▶ **Problem details**
In exact form, set down only those lines of the material that run from its first line to the line with "det: red ski pants", inclusive.

▶ **Information supplied**

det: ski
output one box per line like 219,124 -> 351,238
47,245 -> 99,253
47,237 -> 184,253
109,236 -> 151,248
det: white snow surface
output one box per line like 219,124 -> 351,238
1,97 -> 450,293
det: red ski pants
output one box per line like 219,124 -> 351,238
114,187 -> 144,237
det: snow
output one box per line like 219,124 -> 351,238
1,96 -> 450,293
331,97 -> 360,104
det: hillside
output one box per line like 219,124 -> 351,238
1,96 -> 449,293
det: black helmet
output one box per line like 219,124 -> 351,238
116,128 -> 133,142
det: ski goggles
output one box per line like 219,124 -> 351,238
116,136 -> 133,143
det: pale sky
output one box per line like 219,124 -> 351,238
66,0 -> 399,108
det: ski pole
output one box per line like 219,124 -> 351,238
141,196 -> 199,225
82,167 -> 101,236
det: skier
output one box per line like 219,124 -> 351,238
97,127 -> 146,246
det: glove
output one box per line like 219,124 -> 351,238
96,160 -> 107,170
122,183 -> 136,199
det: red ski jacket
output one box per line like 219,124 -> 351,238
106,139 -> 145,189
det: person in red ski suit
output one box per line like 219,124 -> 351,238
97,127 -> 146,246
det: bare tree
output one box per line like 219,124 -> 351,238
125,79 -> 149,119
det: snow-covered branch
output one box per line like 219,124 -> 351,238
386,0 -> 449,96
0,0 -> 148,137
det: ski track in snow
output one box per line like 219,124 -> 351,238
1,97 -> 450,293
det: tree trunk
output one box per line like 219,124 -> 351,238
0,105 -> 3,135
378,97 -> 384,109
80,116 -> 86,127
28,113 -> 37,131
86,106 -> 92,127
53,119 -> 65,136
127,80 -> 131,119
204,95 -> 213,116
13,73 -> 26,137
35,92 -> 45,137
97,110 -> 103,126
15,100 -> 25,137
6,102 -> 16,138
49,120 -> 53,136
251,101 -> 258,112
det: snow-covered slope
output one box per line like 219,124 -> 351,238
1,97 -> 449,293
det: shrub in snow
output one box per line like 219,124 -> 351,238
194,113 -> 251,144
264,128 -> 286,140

▶ **Problem solution**
det: ski
output one box per line like 219,124 -> 351,238
47,245 -> 99,253
47,237 -> 184,253
109,236 -> 151,248
det: white snow surface
output one box per line like 219,124 -> 351,238
1,97 -> 450,293
det: red ski pants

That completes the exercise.